AUSGEWÄHLTER AUSZUG:
+ + + + +
Freundliche Atmosphäre

Es ist neun Uhr morgens und rund 25 Kindergartenkinder wuseln fröhlich in einem lichtdurchfluteten Raum einer alten Nürnberger Villa herum. Die "Rote Villa" ist ein Haus für Säuglinge und Kinder bis elf Jahren. Von der Wiegestube über den Kindergarten bis hin zu den Hortkindern spielt sich hier soziales Leben ab.

Der "Jahreszeitentisch", der in keiner Waldorfeinrichtung fehlen darf, ist liebevoll mit Lampionblüten, Kürbissen und Beerenzweigen geschmückt. An der in das Zimmer integrierten Küchenzeile mit Wurzelholzgriffen und gefühlten 100 Gläsern selbst gemachter Marmelade steht der Waldorferzieher Christian Kähler an der Flotten Lotte und passiert Äpfel für später. Mit seiner schönen, dunklen Stimme singt er leise vor sich hin. Und baut in diesen Gesang immer wieder kleine Anweisungen an die Kinder ein.
+ + + + +
Gespeicherte Dateneinträge

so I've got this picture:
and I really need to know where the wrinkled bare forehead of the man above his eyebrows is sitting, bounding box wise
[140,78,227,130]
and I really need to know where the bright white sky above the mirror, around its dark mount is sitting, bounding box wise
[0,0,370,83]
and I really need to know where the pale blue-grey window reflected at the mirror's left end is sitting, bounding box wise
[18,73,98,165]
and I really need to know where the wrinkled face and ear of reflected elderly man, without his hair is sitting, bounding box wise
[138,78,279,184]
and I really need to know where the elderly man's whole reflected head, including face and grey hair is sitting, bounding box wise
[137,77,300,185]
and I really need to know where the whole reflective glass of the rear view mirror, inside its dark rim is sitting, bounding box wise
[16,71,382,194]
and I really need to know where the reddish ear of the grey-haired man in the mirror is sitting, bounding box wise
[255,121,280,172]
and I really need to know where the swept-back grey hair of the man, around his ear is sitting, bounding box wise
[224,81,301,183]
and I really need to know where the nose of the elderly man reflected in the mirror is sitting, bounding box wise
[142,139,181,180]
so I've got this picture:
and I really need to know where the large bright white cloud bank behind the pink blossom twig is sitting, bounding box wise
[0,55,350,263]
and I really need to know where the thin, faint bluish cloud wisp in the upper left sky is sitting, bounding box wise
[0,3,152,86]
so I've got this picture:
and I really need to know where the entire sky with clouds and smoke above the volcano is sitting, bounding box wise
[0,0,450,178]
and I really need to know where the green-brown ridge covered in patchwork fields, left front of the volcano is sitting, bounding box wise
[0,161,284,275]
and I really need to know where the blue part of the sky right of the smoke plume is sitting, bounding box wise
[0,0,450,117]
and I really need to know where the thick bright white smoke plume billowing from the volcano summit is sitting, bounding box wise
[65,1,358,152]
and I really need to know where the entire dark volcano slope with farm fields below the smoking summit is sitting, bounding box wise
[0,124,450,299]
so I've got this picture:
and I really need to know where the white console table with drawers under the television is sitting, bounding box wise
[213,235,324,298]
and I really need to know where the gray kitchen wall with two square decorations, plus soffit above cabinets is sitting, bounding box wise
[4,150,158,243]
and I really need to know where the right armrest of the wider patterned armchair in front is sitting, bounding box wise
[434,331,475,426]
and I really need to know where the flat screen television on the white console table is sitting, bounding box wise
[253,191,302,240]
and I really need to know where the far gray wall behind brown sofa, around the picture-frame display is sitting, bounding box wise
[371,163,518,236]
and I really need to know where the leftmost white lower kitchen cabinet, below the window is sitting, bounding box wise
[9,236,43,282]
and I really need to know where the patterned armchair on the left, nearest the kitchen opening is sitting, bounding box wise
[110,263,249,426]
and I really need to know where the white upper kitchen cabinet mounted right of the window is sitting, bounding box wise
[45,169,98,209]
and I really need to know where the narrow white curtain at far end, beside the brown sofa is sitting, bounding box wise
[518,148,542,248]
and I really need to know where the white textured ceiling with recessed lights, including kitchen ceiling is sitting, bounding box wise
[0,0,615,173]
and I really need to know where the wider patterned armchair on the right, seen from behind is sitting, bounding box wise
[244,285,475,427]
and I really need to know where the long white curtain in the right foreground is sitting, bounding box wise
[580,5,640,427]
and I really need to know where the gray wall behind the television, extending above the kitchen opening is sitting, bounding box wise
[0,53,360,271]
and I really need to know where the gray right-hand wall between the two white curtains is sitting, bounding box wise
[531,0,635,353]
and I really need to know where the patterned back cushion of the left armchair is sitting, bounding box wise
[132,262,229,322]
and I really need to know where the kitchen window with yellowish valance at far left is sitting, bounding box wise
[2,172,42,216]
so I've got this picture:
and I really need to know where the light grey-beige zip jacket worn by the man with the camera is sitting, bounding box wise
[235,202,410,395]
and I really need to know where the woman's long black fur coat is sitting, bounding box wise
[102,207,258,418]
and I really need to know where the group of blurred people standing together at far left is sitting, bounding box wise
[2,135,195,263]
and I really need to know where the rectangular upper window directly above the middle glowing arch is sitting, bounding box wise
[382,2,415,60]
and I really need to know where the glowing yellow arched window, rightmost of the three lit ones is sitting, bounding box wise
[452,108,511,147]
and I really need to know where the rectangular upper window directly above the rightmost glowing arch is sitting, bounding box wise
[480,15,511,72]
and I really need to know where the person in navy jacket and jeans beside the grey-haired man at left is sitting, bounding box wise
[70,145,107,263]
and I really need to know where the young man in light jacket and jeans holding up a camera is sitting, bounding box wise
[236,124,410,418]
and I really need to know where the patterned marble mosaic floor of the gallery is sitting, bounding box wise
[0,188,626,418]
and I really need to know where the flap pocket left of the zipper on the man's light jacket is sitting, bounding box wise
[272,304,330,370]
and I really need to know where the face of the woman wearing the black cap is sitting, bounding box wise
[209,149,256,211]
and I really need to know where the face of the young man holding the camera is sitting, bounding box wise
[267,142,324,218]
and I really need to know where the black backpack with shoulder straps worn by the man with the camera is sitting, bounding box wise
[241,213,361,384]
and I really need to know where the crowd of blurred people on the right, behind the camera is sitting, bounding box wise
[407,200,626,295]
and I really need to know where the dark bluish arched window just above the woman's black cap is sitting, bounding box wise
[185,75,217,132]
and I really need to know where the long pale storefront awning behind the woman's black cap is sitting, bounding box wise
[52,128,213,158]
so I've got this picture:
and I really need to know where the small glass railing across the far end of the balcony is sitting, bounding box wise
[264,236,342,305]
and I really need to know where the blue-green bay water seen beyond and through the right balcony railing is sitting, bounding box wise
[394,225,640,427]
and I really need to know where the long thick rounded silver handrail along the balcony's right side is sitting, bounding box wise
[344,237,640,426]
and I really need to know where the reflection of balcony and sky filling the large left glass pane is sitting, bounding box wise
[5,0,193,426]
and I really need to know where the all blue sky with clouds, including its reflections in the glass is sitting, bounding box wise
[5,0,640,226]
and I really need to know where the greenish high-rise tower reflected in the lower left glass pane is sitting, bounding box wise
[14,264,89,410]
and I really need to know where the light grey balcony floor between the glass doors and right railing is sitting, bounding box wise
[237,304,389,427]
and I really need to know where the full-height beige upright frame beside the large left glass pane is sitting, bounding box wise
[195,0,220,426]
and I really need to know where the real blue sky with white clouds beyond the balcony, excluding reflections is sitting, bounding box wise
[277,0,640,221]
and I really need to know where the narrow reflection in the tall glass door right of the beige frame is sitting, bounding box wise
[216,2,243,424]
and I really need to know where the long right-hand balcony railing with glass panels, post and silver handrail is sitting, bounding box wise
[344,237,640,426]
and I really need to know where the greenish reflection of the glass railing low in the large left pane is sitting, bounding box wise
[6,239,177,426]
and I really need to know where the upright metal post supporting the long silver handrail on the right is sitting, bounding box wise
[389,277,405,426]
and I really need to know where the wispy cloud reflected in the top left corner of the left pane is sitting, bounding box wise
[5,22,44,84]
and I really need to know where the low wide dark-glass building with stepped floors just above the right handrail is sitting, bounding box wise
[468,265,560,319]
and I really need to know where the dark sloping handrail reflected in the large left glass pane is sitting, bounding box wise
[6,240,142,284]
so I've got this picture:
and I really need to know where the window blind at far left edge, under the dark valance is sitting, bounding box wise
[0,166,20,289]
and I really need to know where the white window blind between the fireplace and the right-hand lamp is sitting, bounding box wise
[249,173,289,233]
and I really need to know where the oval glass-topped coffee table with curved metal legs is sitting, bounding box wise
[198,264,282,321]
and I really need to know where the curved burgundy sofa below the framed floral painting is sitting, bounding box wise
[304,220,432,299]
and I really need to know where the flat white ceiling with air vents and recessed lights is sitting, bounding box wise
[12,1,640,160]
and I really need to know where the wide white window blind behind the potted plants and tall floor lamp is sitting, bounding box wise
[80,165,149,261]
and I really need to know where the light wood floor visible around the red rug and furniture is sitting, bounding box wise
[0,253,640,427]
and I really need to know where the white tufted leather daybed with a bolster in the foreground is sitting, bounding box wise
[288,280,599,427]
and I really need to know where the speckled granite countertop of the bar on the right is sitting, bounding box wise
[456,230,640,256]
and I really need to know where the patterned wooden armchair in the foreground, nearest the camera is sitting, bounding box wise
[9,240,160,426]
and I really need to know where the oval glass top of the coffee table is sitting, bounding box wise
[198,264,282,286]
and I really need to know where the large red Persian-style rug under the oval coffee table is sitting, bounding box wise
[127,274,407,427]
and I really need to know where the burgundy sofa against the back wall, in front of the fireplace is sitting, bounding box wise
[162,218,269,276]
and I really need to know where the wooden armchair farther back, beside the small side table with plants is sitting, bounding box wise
+ + + + +
DEINE AUFGABE:
Schreibe aus dem Text über die Rote Villa den Abschnitt von „Es ist neun“ bis einschließlich „die Kinder ein.“ wortgetreu ab.

DEINE ANTWORT:
Es ist neun Uhr morgens und rund 25 Kindergartenkinder wuseln fröhlich in einem lichtdurchfluteten Raum einer alten Nürnberger Villa herum. Die "Rote Villa" ist ein Haus für Säuglinge und Kinder bis elf Jahren. Von der Wiegestube über den Kindergarten bis hin zu den Hortkindern spielt sich hier soziales Leben ab.

Der "Jahreszeitentisch", der in keiner Waldorfeinrichtung fehlen darf, ist liebevoll mit Lampionblüten, Kürbissen und Beerenzweigen geschmückt. An der in das Zimmer integrierten Küchenzeile mit Wurzelholzgriffen und gefühlten 100 Gläsern selbst gemachter Marmelade steht der Waldorferzieher Christian Kähler an der Flotten Lotte und passiert Äpfel für später. Mit seiner schönen, dunklen Stimme singt er leise vor sich hin. Und baut in diesen Gesang immer wieder kleine Anweisungen an die Kinder ein.